→ INSTRUCTIONS FOR THE TASK
Return the listing below line for line, with every word and character unchanged.

→ INPUT
====
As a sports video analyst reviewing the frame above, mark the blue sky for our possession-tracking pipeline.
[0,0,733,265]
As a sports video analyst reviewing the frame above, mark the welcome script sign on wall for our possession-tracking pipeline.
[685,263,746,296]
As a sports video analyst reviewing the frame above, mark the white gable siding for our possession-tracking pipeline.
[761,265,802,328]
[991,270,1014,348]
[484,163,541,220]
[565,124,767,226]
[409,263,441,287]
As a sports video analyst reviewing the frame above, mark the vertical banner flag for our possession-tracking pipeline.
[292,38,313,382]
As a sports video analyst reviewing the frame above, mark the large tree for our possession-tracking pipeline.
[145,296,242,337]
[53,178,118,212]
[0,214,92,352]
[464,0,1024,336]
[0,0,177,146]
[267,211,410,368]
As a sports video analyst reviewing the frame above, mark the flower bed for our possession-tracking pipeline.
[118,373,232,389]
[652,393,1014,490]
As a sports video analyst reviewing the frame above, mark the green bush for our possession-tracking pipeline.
====
→ RESULT FOR THIS EXERCISE
As a sports video analyst reviewing the frame above, mark the blue sky for our possession-tracking pipeline.
[0,0,733,265]
As a sports video analyst reviewing the frame above, mark the welcome script sign on wall for our possession-tracking pipeline.
[685,263,746,296]
As a sports video analyst reviewing the frame above, mark the white gable siding for our possession-tracking pipeline.
[761,265,802,328]
[991,270,1014,348]
[484,163,541,220]
[565,124,767,226]
[409,263,441,287]
As a sports video analyst reviewing the frame above, mark the vertical banner flag for our possession-tracking pipeline.
[292,38,313,382]
As a sports video analyst reviewing the frame above, mark the large tree for our possession-tracking pipeline.
[145,296,242,337]
[53,178,118,212]
[0,214,92,352]
[464,0,1024,336]
[0,0,177,146]
[267,211,410,368]
As a sports video analyst reviewing the frame above, mark the flower bed for our possession-tracking pipeline.
[118,373,232,389]
[652,393,1014,490]
As a sports video analyst reviewing the frame above, mark the green bush for our possession-tracking pipeline.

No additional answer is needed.